Starting at the line containing "Placement rule: one point per instance of the blue barrier, set" and ending at the line containing "column 649, row 102", write those lines out again with "Placement rule" replaced by "Marking rule" and nothing else changed.

····················

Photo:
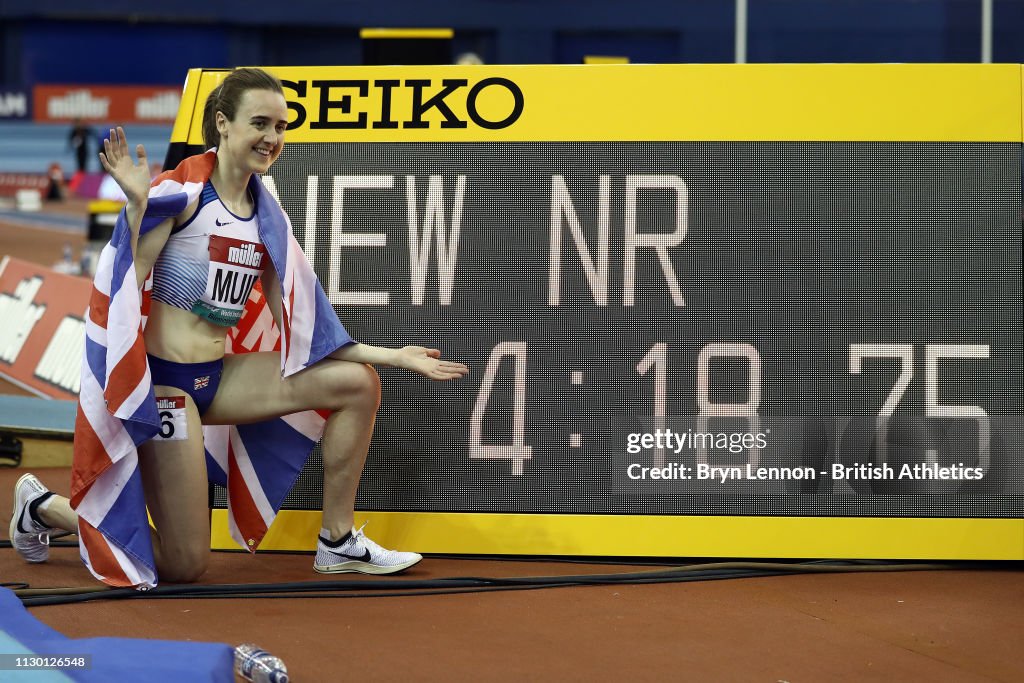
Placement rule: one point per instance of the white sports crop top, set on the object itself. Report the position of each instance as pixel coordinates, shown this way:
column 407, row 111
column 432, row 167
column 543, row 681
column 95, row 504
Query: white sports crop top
column 210, row 262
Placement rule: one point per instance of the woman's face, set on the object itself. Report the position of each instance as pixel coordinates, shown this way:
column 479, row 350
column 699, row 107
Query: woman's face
column 254, row 140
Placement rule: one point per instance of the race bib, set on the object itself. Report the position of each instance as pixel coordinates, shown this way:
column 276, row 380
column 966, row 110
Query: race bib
column 235, row 267
column 173, row 419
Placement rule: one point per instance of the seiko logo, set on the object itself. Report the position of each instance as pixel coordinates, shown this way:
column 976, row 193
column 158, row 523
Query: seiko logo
column 349, row 103
column 245, row 256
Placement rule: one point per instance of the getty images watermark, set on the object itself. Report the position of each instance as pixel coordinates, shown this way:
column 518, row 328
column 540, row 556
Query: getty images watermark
column 735, row 442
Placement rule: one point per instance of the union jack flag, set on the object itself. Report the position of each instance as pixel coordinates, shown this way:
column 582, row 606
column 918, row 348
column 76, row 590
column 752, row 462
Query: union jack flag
column 117, row 411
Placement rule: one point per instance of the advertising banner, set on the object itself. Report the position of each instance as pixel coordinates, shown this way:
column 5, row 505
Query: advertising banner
column 15, row 104
column 737, row 310
column 105, row 103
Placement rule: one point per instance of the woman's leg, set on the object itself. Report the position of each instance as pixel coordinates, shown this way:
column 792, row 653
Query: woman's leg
column 175, row 483
column 252, row 389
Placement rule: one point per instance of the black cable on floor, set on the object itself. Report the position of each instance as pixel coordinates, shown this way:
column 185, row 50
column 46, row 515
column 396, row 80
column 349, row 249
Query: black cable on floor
column 399, row 587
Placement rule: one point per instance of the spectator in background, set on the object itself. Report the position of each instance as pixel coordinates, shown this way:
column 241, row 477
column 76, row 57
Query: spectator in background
column 78, row 140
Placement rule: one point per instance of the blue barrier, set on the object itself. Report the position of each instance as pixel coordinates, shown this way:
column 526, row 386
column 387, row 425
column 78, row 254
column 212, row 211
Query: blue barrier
column 31, row 147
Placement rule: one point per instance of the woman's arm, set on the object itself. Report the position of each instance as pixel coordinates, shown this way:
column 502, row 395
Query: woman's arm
column 271, row 290
column 420, row 359
column 131, row 177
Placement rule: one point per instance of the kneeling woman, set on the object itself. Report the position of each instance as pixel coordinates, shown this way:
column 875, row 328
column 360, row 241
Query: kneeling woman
column 208, row 231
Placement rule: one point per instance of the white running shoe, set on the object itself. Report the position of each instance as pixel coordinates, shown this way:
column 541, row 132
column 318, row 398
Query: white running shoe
column 360, row 554
column 31, row 540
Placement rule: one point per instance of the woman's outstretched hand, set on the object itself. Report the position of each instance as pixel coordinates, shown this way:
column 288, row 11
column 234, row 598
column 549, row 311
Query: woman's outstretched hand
column 427, row 361
column 133, row 178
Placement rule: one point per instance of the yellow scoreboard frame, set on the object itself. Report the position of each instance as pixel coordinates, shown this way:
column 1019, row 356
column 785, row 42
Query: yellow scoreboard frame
column 649, row 102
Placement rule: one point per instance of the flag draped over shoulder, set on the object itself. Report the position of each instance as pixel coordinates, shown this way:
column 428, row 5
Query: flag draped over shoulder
column 117, row 412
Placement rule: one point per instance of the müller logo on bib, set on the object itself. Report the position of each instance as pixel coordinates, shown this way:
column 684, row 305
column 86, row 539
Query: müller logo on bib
column 235, row 267
column 246, row 255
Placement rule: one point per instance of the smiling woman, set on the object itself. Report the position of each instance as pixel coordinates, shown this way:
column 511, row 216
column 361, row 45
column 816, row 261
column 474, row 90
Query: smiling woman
column 219, row 249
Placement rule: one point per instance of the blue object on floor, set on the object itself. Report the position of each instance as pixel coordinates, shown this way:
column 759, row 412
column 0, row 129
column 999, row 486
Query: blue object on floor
column 112, row 658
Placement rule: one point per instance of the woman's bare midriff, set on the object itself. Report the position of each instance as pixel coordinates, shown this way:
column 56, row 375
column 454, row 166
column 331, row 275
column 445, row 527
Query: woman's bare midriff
column 180, row 336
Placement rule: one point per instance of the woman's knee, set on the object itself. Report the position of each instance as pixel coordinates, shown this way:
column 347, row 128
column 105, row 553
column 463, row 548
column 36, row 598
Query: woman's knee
column 183, row 566
column 360, row 384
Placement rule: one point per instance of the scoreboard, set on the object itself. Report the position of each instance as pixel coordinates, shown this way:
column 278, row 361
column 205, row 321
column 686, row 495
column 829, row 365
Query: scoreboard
column 709, row 310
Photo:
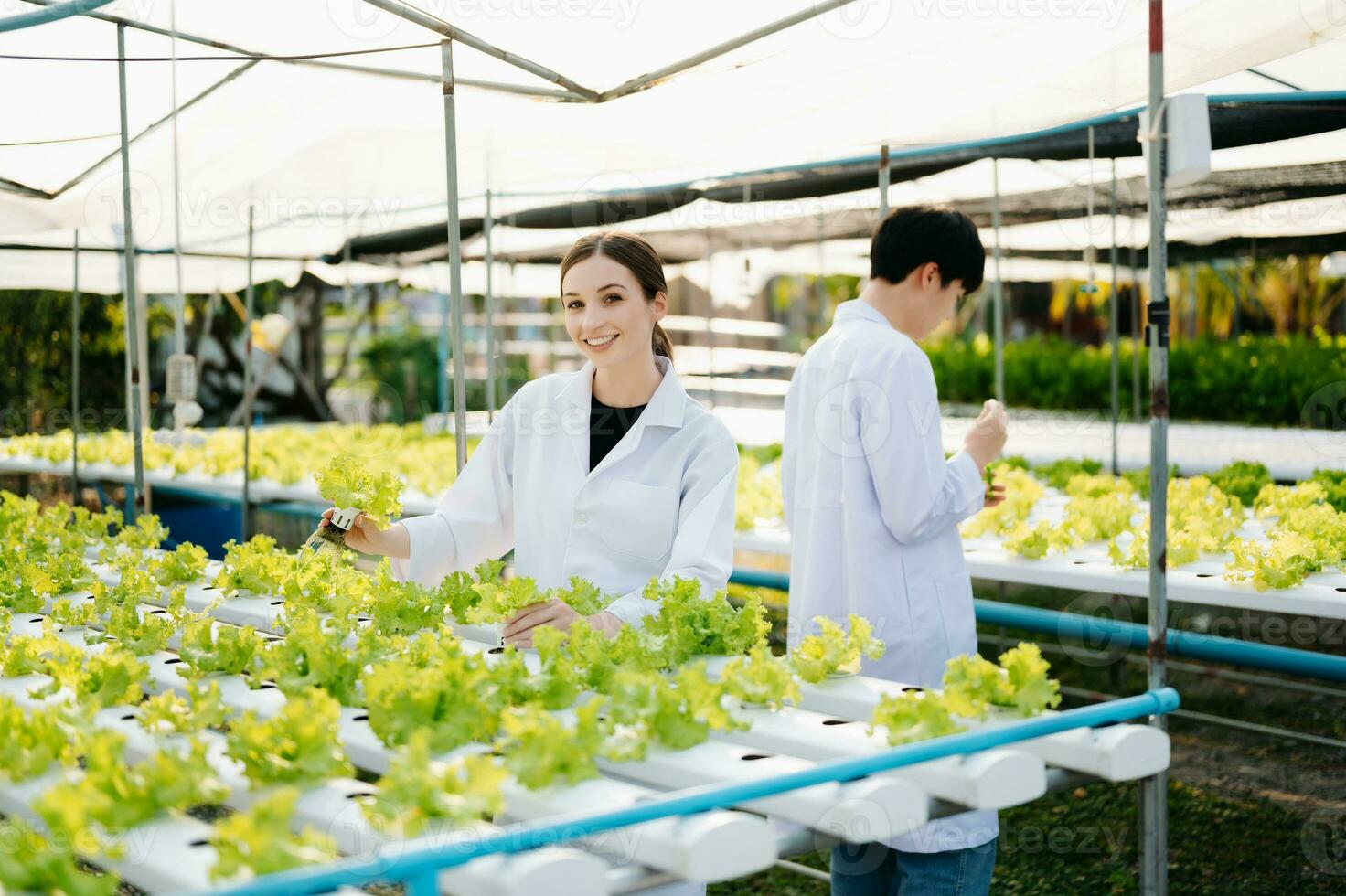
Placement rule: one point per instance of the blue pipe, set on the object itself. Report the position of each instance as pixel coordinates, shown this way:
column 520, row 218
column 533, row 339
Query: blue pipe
column 50, row 14
column 415, row 864
column 1092, row 630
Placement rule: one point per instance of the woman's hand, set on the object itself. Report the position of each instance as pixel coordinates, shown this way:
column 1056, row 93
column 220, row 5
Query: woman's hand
column 518, row 628
column 368, row 539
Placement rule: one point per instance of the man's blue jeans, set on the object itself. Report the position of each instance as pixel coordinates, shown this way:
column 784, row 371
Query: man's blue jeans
column 874, row 869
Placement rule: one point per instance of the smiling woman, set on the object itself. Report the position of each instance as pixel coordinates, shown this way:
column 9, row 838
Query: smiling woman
column 613, row 474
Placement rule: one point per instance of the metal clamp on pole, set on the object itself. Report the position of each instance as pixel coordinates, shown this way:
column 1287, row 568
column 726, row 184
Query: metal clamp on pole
column 1158, row 328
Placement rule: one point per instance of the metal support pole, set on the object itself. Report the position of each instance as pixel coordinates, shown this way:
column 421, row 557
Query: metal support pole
column 710, row 313
column 1154, row 790
column 1112, row 319
column 442, row 357
column 1135, row 336
column 820, row 285
column 179, row 328
column 137, row 485
column 455, row 254
column 248, row 310
column 74, row 379
column 490, row 314
column 884, row 179
column 998, row 296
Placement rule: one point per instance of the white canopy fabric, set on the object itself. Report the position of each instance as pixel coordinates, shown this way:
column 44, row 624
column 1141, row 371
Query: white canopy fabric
column 326, row 154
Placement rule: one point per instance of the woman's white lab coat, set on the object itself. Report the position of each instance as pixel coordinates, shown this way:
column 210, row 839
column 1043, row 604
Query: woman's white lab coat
column 661, row 504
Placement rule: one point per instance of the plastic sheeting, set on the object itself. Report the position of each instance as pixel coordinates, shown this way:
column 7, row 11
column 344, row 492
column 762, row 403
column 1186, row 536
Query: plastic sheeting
column 328, row 154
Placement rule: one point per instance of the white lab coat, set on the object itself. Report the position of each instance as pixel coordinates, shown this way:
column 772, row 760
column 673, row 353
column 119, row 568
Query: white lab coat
column 872, row 508
column 661, row 504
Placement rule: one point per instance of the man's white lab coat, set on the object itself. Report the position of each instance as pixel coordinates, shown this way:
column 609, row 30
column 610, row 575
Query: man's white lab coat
column 872, row 508
column 661, row 504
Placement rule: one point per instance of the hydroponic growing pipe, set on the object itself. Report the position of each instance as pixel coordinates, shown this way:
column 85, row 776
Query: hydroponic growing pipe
column 419, row 867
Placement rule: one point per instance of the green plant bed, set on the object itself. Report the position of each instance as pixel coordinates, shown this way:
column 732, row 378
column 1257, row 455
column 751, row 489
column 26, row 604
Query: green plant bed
column 1252, row 379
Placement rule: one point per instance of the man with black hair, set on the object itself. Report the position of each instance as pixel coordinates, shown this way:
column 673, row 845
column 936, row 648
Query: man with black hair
column 874, row 507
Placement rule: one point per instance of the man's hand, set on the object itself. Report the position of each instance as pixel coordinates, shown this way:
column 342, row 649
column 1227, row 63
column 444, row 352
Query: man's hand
column 988, row 433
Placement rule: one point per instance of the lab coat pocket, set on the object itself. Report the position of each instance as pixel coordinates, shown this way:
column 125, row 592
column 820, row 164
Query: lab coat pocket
column 960, row 624
column 639, row 519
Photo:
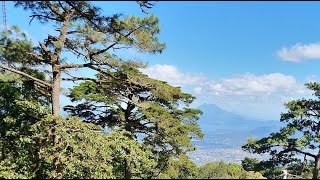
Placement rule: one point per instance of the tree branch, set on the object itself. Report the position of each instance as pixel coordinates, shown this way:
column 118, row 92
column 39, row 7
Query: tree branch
column 40, row 82
column 115, row 43
column 299, row 151
column 85, row 79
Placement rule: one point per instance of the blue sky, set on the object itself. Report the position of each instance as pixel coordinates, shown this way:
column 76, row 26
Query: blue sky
column 245, row 57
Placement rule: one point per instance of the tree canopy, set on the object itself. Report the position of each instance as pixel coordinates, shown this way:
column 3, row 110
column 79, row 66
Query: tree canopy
column 299, row 139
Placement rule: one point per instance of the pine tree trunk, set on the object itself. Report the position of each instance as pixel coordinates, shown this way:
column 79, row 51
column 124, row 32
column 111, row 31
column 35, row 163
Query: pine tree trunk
column 56, row 93
column 316, row 168
column 127, row 173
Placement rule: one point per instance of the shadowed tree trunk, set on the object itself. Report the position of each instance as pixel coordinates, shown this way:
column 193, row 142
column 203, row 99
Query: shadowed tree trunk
column 316, row 167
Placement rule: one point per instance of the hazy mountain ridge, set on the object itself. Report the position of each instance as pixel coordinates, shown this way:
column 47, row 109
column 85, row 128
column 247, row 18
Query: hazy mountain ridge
column 225, row 133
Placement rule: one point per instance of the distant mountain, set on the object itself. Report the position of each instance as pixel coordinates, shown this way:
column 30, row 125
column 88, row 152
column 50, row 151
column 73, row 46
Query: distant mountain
column 215, row 119
column 224, row 134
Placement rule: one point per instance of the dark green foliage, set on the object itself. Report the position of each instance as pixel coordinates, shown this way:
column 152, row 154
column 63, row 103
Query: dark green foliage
column 222, row 170
column 150, row 110
column 300, row 136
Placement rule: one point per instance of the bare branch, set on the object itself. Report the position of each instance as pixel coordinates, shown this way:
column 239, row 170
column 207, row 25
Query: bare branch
column 85, row 79
column 45, row 49
column 40, row 82
column 68, row 66
column 53, row 9
column 39, row 15
column 299, row 151
column 115, row 43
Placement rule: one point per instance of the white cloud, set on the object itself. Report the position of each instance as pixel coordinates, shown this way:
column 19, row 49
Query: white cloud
column 300, row 52
column 252, row 95
column 172, row 75
column 250, row 84
column 260, row 96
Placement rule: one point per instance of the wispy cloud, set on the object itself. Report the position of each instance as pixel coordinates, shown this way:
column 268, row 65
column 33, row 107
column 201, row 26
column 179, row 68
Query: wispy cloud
column 172, row 75
column 261, row 96
column 300, row 52
column 250, row 84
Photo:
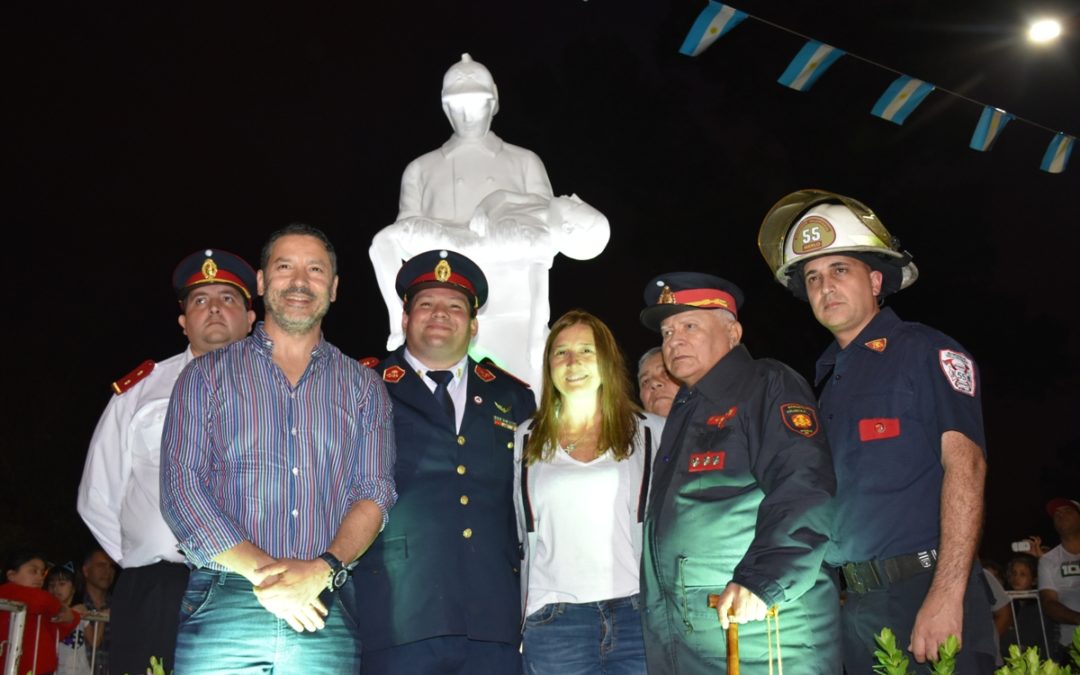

····················

FULL RESPONSE:
Marking rule: one point per instance of the blue barrier, set on the object itself. Report the position of each instance as pixel coordinates, shown this way:
column 526, row 386
column 387, row 425
column 78, row 254
column 212, row 211
Query: blue barrier
column 31, row 147
Marking rule: one point per instance of the woman's arm, set on the object itself. Report the position of each instance as pixel coordinates, shown this way:
column 502, row 395
Query: woman's arm
column 271, row 290
column 420, row 359
column 131, row 177
Marking rule: one point per instance of the kneeling woman, set on the object itself. Report the position of each instance as pixel coordinates, shown this way:
column 875, row 328
column 360, row 241
Query: kneeling woman
column 208, row 231
Marking rule: one point per instance of the white running shoe, set on the object itself. Report the position of each instance as pixel coordinates, shown this way:
column 541, row 132
column 318, row 398
Query: white running shoe
column 360, row 554
column 31, row 540
Marking rule: one point per instance of the woman's outstretched hand, set on the object itself. Report the position of each instance as pixel coordinates, shown this way:
column 288, row 11
column 234, row 598
column 549, row 311
Query: woman's outstretched hand
column 427, row 361
column 133, row 178
Marking rule: one point per instance of the yellow scoreboard frame, set on the object itself. Report the position of each instance as pixel coordinates, shown this way:
column 1019, row 356
column 785, row 42
Query: yellow scoreboard frame
column 649, row 102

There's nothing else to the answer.